BEGIN DATA PROVIDED

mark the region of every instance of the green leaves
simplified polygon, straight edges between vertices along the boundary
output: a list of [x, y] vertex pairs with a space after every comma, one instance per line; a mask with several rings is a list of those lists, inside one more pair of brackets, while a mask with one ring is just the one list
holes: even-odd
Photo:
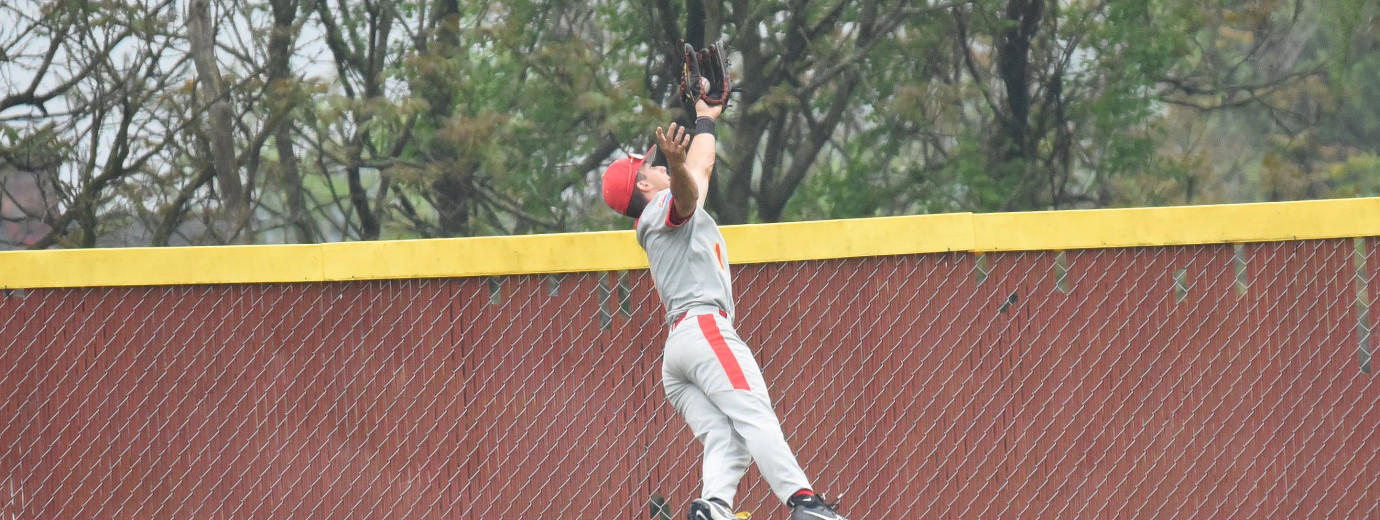
[[[599, 174], [680, 116], [680, 3], [215, 0], [252, 213], [215, 221], [176, 10], [30, 4], [0, 6], [40, 16], [11, 17], [0, 74], [49, 77], [0, 94], [0, 159], [63, 184], [47, 243], [622, 228]], [[1374, 2], [705, 7], [743, 88], [708, 203], [723, 223], [1380, 190]]]

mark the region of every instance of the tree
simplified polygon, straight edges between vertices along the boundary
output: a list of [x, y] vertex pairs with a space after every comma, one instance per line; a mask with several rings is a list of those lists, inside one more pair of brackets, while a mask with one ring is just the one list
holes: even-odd
[[1380, 193], [1364, 130], [1374, 111], [1359, 105], [1376, 85], [1376, 16], [1364, 1], [1186, 12], [1194, 51], [1159, 91], [1169, 106], [1158, 150], [1167, 175], [1128, 180], [1137, 189], [1122, 203]]
[[0, 7], [24, 28], [6, 33], [0, 49], [6, 77], [25, 85], [0, 100], [8, 140], [0, 154], [42, 172], [52, 190], [43, 205], [50, 231], [27, 246], [91, 247], [130, 215], [121, 191], [166, 147], [152, 138], [163, 129], [143, 107], [182, 67], [164, 38], [171, 5]]
[[24, 247], [624, 227], [599, 174], [680, 115], [697, 38], [742, 89], [723, 223], [1371, 194], [1376, 9], [30, 1], [0, 6], [0, 171], [41, 182], [0, 188], [42, 203], [0, 210], [45, 224]]

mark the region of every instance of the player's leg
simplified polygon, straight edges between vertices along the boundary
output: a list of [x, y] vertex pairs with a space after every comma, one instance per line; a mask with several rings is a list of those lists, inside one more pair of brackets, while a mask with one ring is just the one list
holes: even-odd
[[[744, 371], [749, 372], [750, 369], [744, 367]], [[790, 444], [786, 442], [765, 383], [760, 376], [747, 377], [749, 384], [760, 386], [761, 389], [719, 391], [710, 394], [709, 399], [727, 416], [738, 436], [744, 439], [747, 452], [757, 463], [757, 469], [771, 485], [772, 493], [784, 503], [796, 492], [811, 489], [810, 481]]]
[[[772, 492], [791, 506], [792, 520], [847, 520], [813, 494], [805, 471], [786, 442], [762, 370], [747, 343], [726, 320], [702, 322], [701, 326], [717, 350], [719, 366], [702, 364], [696, 377], [705, 380], [706, 388], [711, 389], [710, 400], [745, 440]], [[809, 493], [797, 495], [803, 490]]]
[[771, 406], [762, 369], [747, 344], [728, 320], [719, 316], [697, 316], [695, 326], [703, 347], [687, 354], [695, 358], [687, 362], [693, 365], [689, 379], [704, 390], [714, 408], [743, 439], [773, 494], [786, 502], [797, 491], [810, 489]]
[[695, 438], [704, 445], [701, 466], [702, 497], [723, 502], [722, 508], [714, 507], [714, 504], [708, 502], [701, 504], [700, 501], [692, 504], [692, 507], [702, 506], [701, 509], [709, 509], [712, 514], [707, 518], [722, 516], [725, 511], [731, 517], [731, 505], [738, 492], [738, 482], [747, 472], [752, 457], [748, 454], [743, 438], [733, 430], [733, 423], [728, 416], [724, 415], [713, 401], [710, 401], [709, 396], [690, 380], [690, 372], [698, 363], [695, 353], [702, 350], [702, 346], [699, 345], [702, 342], [695, 338], [695, 334], [673, 332], [672, 337], [667, 340], [666, 352], [662, 359], [662, 387], [671, 406], [685, 419]]
[[[761, 378], [748, 376], [754, 387]], [[781, 421], [771, 406], [765, 384], [762, 391], [727, 390], [710, 396], [715, 406], [733, 422], [733, 428], [747, 442], [747, 450], [757, 469], [771, 485], [772, 492], [791, 506], [792, 520], [848, 520], [816, 496], [805, 472], [782, 433]], [[808, 493], [801, 493], [808, 491]]]
[[686, 382], [665, 383], [666, 398], [685, 419], [695, 439], [704, 445], [701, 465], [702, 496], [732, 504], [738, 482], [747, 472], [752, 456], [728, 416], [719, 411], [698, 387]]

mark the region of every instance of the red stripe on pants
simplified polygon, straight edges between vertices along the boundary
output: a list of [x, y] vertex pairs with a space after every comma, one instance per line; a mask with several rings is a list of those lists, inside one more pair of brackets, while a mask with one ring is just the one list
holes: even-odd
[[719, 364], [723, 365], [724, 372], [728, 373], [728, 382], [733, 383], [733, 389], [752, 390], [748, 387], [747, 377], [743, 376], [743, 367], [738, 365], [738, 358], [733, 357], [733, 350], [728, 348], [723, 333], [719, 332], [719, 324], [714, 322], [714, 315], [701, 314], [696, 319], [700, 322], [700, 331], [704, 333], [704, 339], [709, 340], [709, 347], [714, 349]]

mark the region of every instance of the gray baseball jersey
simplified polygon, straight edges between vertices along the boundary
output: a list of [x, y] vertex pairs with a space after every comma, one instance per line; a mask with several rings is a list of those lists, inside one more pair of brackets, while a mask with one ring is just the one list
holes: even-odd
[[712, 306], [733, 316], [728, 247], [704, 208], [679, 226], [671, 224], [671, 190], [652, 197], [637, 220], [637, 243], [647, 250], [666, 322], [695, 307]]

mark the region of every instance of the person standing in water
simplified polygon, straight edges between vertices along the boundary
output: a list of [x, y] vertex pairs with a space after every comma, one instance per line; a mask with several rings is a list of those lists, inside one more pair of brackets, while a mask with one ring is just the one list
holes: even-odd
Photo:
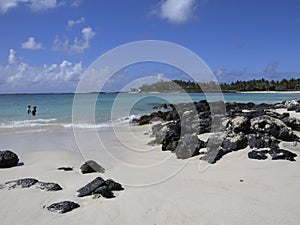
[[30, 105], [29, 106], [27, 106], [27, 114], [30, 114], [31, 113], [31, 109], [30, 109]]
[[35, 116], [35, 114], [36, 114], [36, 106], [33, 107], [33, 110], [32, 110], [31, 113], [32, 113], [33, 116]]

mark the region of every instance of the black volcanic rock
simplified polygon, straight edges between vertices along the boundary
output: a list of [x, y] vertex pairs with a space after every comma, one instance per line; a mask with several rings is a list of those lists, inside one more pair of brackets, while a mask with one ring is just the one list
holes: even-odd
[[34, 178], [24, 178], [19, 180], [8, 181], [4, 185], [2, 185], [1, 189], [7, 188], [15, 189], [15, 188], [29, 188], [38, 182], [37, 179]]
[[93, 191], [93, 194], [100, 194], [104, 198], [114, 198], [115, 195], [108, 186], [100, 186]]
[[289, 160], [289, 161], [296, 161], [295, 157], [297, 157], [297, 154], [290, 152], [285, 149], [277, 149], [273, 148], [269, 151], [272, 160]]
[[104, 180], [101, 177], [97, 177], [90, 183], [86, 184], [84, 187], [80, 188], [78, 192], [78, 197], [84, 197], [89, 195], [100, 194], [104, 198], [114, 198], [112, 191], [124, 190], [121, 184], [115, 182], [112, 179]]
[[104, 173], [105, 169], [93, 160], [86, 161], [81, 167], [81, 173]]
[[199, 155], [199, 149], [206, 147], [205, 143], [195, 134], [186, 134], [180, 138], [175, 153], [178, 159], [187, 159]]
[[122, 191], [124, 190], [124, 188], [122, 187], [121, 184], [119, 184], [118, 182], [112, 180], [112, 179], [107, 179], [105, 181], [105, 184], [107, 185], [107, 187], [111, 190], [111, 191]]
[[51, 182], [37, 182], [35, 185], [34, 185], [35, 188], [38, 188], [40, 190], [43, 190], [43, 191], [60, 191], [62, 190], [62, 187], [57, 184], [57, 183], [51, 183]]
[[79, 208], [80, 205], [75, 202], [71, 201], [63, 201], [63, 202], [58, 202], [58, 203], [53, 203], [50, 206], [47, 207], [47, 209], [50, 212], [55, 212], [55, 213], [67, 213], [72, 211], [73, 209]]
[[72, 167], [59, 167], [57, 170], [63, 170], [63, 171], [73, 171]]
[[248, 145], [250, 148], [278, 148], [278, 141], [276, 138], [268, 134], [249, 134], [248, 135]]
[[264, 159], [268, 158], [268, 156], [267, 156], [268, 152], [269, 152], [268, 150], [262, 150], [262, 151], [252, 150], [251, 152], [248, 152], [248, 158], [264, 160]]
[[84, 197], [88, 195], [92, 195], [94, 191], [105, 185], [105, 180], [101, 177], [97, 177], [94, 180], [92, 180], [90, 183], [86, 184], [84, 187], [80, 188], [78, 192], [78, 197]]
[[10, 150], [0, 151], [0, 168], [9, 168], [17, 166], [19, 157], [16, 153]]
[[0, 189], [15, 189], [15, 188], [37, 188], [42, 191], [60, 191], [62, 187], [57, 183], [41, 182], [34, 178], [24, 178], [19, 180], [8, 181], [0, 186]]
[[222, 142], [222, 148], [223, 150], [225, 150], [225, 152], [238, 151], [240, 149], [246, 148], [247, 145], [247, 137], [242, 133], [230, 133]]

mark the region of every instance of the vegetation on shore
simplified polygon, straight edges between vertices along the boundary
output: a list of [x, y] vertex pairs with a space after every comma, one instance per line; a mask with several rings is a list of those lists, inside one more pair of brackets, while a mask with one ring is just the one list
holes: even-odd
[[[219, 87], [223, 92], [241, 92], [241, 91], [295, 91], [300, 90], [300, 79], [282, 79], [281, 81], [260, 80], [236, 81], [230, 84], [218, 84], [214, 81], [205, 83], [196, 83], [192, 81], [173, 80], [159, 81], [153, 84], [144, 84], [139, 88], [141, 92], [203, 92], [218, 91]], [[137, 91], [137, 89], [132, 89]]]

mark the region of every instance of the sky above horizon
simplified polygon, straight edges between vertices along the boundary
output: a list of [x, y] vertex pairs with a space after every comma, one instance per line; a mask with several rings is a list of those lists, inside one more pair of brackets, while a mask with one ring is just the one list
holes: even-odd
[[[300, 0], [0, 0], [0, 93], [73, 92], [105, 52], [162, 40], [204, 60], [219, 82], [300, 78]], [[119, 71], [181, 79], [147, 64]], [[124, 82], [115, 76], [117, 91]]]

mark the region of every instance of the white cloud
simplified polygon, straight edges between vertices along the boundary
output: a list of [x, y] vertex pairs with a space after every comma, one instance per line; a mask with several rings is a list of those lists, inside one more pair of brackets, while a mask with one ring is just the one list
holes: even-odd
[[63, 60], [58, 64], [37, 67], [17, 62], [13, 49], [10, 56], [13, 56], [13, 64], [10, 61], [10, 64], [0, 66], [1, 93], [73, 92], [84, 73], [81, 62]]
[[182, 24], [194, 18], [196, 0], [163, 0], [159, 16], [171, 23]]
[[59, 6], [78, 6], [81, 1], [78, 0], [0, 0], [0, 13], [6, 13], [12, 8], [21, 5], [29, 6], [32, 11], [41, 11], [53, 9]]
[[266, 69], [264, 70], [265, 73], [275, 73], [277, 71], [278, 68], [278, 63], [274, 62], [269, 64]]
[[29, 37], [27, 41], [22, 43], [22, 48], [28, 49], [28, 50], [39, 50], [42, 49], [42, 43], [38, 43], [35, 41], [34, 37]]
[[16, 62], [17, 62], [16, 51], [14, 49], [10, 49], [8, 55], [8, 63], [15, 64]]
[[85, 19], [84, 17], [81, 17], [79, 20], [68, 20], [68, 28], [71, 28], [75, 25], [79, 25], [84, 23]]
[[96, 33], [91, 27], [85, 27], [81, 30], [81, 38], [75, 37], [73, 43], [68, 38], [61, 41], [58, 36], [54, 39], [54, 51], [66, 51], [69, 53], [83, 53], [90, 47], [90, 41], [95, 37]]

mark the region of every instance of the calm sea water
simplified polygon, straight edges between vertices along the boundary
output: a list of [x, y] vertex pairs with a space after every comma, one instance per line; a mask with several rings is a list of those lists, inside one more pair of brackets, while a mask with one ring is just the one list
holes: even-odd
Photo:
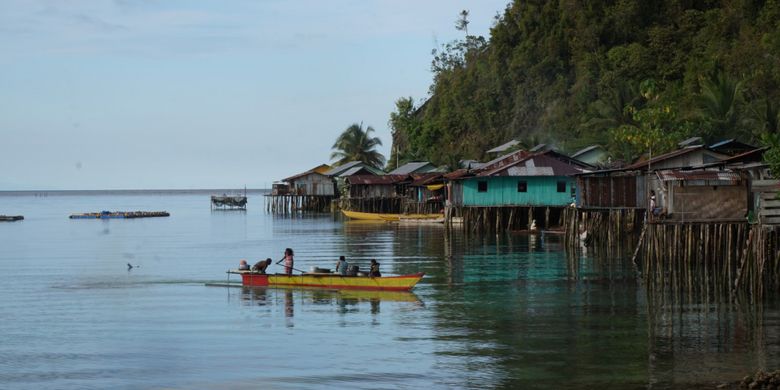
[[[780, 363], [780, 311], [648, 296], [555, 235], [211, 211], [207, 194], [0, 196], [0, 388], [711, 388]], [[69, 220], [99, 210], [169, 218]], [[242, 258], [413, 294], [207, 287]], [[128, 270], [127, 263], [137, 267]], [[237, 281], [235, 277], [232, 281]]]

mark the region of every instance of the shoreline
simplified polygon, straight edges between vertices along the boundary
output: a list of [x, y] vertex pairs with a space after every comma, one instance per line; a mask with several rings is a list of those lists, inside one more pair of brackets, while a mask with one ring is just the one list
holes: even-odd
[[213, 195], [213, 194], [247, 194], [263, 195], [269, 193], [270, 189], [263, 188], [204, 188], [204, 189], [148, 189], [148, 190], [22, 190], [22, 191], [0, 191], [0, 197], [3, 196], [96, 196], [96, 195]]

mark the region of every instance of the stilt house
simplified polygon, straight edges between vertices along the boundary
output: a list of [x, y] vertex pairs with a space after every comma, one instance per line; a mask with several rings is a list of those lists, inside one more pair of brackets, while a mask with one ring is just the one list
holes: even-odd
[[284, 179], [284, 182], [289, 183], [289, 193], [292, 195], [334, 196], [336, 190], [333, 180], [325, 175], [330, 169], [330, 165], [322, 164], [290, 176]]

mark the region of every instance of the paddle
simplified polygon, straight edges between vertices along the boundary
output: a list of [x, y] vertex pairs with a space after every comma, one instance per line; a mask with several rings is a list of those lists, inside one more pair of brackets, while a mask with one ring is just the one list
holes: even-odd
[[[282, 257], [281, 259], [279, 259], [279, 261], [277, 261], [277, 262], [276, 262], [276, 265], [279, 265], [279, 263], [281, 263], [281, 262], [283, 262], [283, 261], [284, 261], [284, 257]], [[286, 266], [285, 266], [285, 267], [286, 267]], [[298, 271], [298, 272], [300, 272], [300, 273], [302, 273], [302, 274], [305, 274], [305, 273], [306, 273], [306, 271], [299, 270], [298, 268], [295, 268], [295, 267], [290, 267], [290, 268], [292, 268], [294, 271]]]

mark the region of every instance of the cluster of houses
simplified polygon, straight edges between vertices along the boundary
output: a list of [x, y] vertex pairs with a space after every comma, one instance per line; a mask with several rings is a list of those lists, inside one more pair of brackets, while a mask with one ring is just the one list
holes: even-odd
[[[324, 197], [346, 210], [368, 213], [445, 213], [494, 208], [649, 210], [656, 222], [780, 223], [777, 181], [762, 162], [765, 148], [737, 140], [706, 145], [691, 138], [662, 155], [616, 166], [601, 146], [572, 154], [548, 145], [519, 148], [510, 141], [486, 152], [487, 162], [461, 161], [448, 172], [411, 162], [390, 172], [359, 161], [326, 164], [274, 184], [270, 196]], [[530, 224], [536, 219], [526, 214]], [[541, 218], [539, 218], [541, 219]], [[548, 222], [548, 220], [550, 222]], [[542, 227], [559, 218], [544, 218]], [[545, 226], [546, 224], [550, 226]]]

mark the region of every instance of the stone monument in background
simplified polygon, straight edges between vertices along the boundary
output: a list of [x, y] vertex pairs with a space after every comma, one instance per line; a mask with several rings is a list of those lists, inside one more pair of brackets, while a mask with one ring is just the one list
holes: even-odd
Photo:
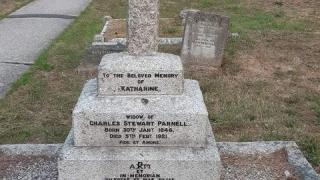
[[220, 67], [228, 38], [229, 18], [197, 10], [183, 11], [181, 58], [186, 66]]
[[218, 180], [220, 156], [197, 81], [158, 53], [158, 0], [129, 0], [128, 53], [105, 55], [73, 111], [59, 179]]

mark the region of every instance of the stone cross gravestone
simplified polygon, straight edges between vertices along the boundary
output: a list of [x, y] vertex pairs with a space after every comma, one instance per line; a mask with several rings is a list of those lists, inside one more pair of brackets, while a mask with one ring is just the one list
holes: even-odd
[[183, 78], [178, 56], [156, 52], [158, 6], [129, 0], [129, 52], [105, 55], [84, 86], [59, 179], [220, 179], [199, 84]]
[[220, 67], [228, 38], [229, 18], [186, 11], [181, 58], [186, 65]]

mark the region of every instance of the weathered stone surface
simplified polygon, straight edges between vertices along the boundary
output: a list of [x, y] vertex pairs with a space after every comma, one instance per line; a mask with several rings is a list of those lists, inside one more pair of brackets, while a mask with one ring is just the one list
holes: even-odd
[[76, 147], [70, 133], [60, 155], [59, 179], [115, 180], [133, 175], [138, 180], [153, 176], [159, 176], [156, 180], [218, 180], [219, 153], [212, 133], [207, 139], [206, 148]]
[[[117, 42], [123, 45], [126, 45], [127, 39], [125, 38], [114, 38], [110, 42]], [[159, 45], [173, 45], [173, 44], [182, 44], [181, 37], [171, 37], [171, 38], [159, 38]]]
[[[127, 40], [125, 38], [115, 38], [108, 42], [93, 42], [86, 51], [88, 62], [100, 63], [106, 54], [123, 52], [126, 49]], [[160, 45], [182, 44], [182, 38], [159, 38]]]
[[181, 57], [184, 64], [220, 67], [228, 37], [229, 18], [188, 11]]
[[124, 51], [125, 45], [118, 42], [93, 42], [86, 49], [85, 60], [90, 63], [99, 64], [106, 54]]
[[112, 21], [112, 17], [111, 16], [105, 16], [103, 17], [103, 23], [106, 24], [108, 21]]
[[76, 146], [206, 146], [208, 112], [196, 81], [186, 80], [179, 96], [100, 98], [96, 89], [89, 81], [74, 109]]
[[108, 54], [98, 69], [99, 96], [178, 95], [183, 92], [183, 82], [180, 57], [171, 54]]
[[128, 52], [151, 55], [158, 50], [159, 0], [129, 0]]
[[104, 42], [104, 36], [101, 34], [96, 34], [93, 39], [94, 42]]
[[198, 9], [184, 9], [182, 11], [180, 11], [180, 18], [182, 19], [182, 24], [184, 25], [186, 23], [186, 18], [189, 12], [191, 13], [195, 13], [195, 12], [199, 12], [200, 10]]

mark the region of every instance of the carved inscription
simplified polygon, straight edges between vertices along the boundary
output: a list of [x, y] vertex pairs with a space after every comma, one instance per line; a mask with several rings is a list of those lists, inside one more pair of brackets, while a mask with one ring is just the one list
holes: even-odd
[[185, 121], [157, 120], [154, 114], [127, 114], [115, 121], [89, 121], [92, 127], [102, 127], [106, 138], [119, 145], [161, 145], [177, 131], [191, 126]]
[[193, 32], [193, 46], [201, 48], [212, 48], [215, 46], [217, 38], [217, 27], [210, 22], [200, 21], [195, 26], [196, 30]]
[[179, 78], [175, 73], [102, 73], [104, 81], [117, 81], [114, 92], [120, 93], [159, 93], [165, 86], [159, 86], [163, 81], [172, 81]]
[[[137, 162], [128, 168], [130, 173], [122, 173], [119, 177], [105, 178], [105, 180], [175, 180], [175, 178], [163, 177], [161, 174], [154, 173], [151, 164]], [[149, 172], [152, 173], [149, 173]]]

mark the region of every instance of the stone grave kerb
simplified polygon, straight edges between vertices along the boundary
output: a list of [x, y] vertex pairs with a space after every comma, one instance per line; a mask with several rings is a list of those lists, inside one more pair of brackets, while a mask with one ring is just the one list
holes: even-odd
[[159, 0], [129, 0], [127, 26], [129, 55], [154, 55], [159, 43]]

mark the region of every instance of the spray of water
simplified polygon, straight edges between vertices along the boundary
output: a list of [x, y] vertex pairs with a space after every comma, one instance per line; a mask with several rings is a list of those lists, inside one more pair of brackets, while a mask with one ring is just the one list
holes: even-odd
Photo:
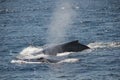
[[95, 42], [89, 43], [87, 46], [90, 48], [115, 48], [120, 47], [120, 42]]
[[73, 15], [71, 2], [61, 1], [56, 4], [51, 23], [48, 28], [48, 43], [59, 43], [65, 40], [66, 32], [70, 29]]

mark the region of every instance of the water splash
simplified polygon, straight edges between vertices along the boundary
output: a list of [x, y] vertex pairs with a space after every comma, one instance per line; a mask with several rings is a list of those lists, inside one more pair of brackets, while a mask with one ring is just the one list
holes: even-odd
[[57, 63], [75, 63], [75, 62], [79, 62], [79, 59], [78, 58], [68, 58], [68, 59], [61, 60]]
[[95, 42], [87, 46], [90, 48], [120, 47], [120, 42]]
[[61, 1], [56, 4], [51, 23], [48, 28], [48, 43], [59, 43], [65, 40], [66, 32], [70, 29], [73, 16], [71, 2]]
[[42, 47], [34, 47], [34, 46], [29, 46], [27, 48], [24, 48], [16, 57], [17, 59], [11, 60], [11, 63], [41, 64], [42, 62], [34, 61], [39, 58], [45, 58], [45, 59], [57, 61], [56, 64], [65, 63], [65, 62], [73, 63], [77, 61], [77, 59], [67, 59], [68, 55], [70, 55], [72, 52], [58, 53], [56, 56], [52, 56], [42, 53], [42, 50], [43, 50]]
[[55, 59], [56, 57], [64, 57], [72, 54], [73, 52], [63, 52], [63, 53], [57, 53], [56, 56], [54, 55], [47, 55], [42, 53], [43, 48], [42, 47], [34, 47], [29, 46], [27, 48], [24, 48], [19, 55], [17, 56], [17, 59], [38, 59], [41, 57], [47, 58], [47, 59]]
[[24, 61], [24, 60], [12, 60], [11, 63], [17, 63], [17, 64], [41, 64], [42, 62], [31, 62], [31, 61]]
[[[78, 58], [68, 58], [60, 60], [56, 63], [50, 63], [50, 64], [60, 64], [60, 63], [75, 63], [78, 62]], [[42, 64], [43, 62], [32, 62], [32, 61], [24, 61], [24, 60], [12, 60], [11, 63], [17, 63], [17, 64]]]
[[64, 52], [64, 53], [59, 53], [59, 54], [57, 54], [56, 56], [59, 56], [59, 57], [61, 57], [61, 56], [68, 56], [68, 55], [70, 55], [70, 54], [72, 54], [73, 52]]
[[18, 59], [37, 59], [40, 57], [48, 57], [48, 55], [43, 54], [41, 51], [43, 48], [41, 47], [34, 47], [29, 46], [23, 49], [19, 55], [17, 56]]

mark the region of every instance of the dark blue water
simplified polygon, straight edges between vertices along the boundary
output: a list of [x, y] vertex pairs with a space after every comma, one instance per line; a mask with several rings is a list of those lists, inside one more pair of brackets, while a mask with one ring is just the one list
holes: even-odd
[[70, 2], [75, 12], [62, 42], [78, 39], [98, 47], [69, 55], [80, 59], [76, 63], [12, 64], [23, 48], [48, 44], [49, 25], [60, 3], [0, 0], [0, 80], [120, 80], [120, 0], [60, 1]]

END DATA PROVIDED

The lines to copy are those in the listing that contain "water".

EXERCISE OUTPUT -
mark the region of every instance of the person standing in water
mark the region of every instance of the calm sea water
mark the region of every instance of the spray of water
mark the region of every instance of the water splash
mark the region of every instance of the dark blue water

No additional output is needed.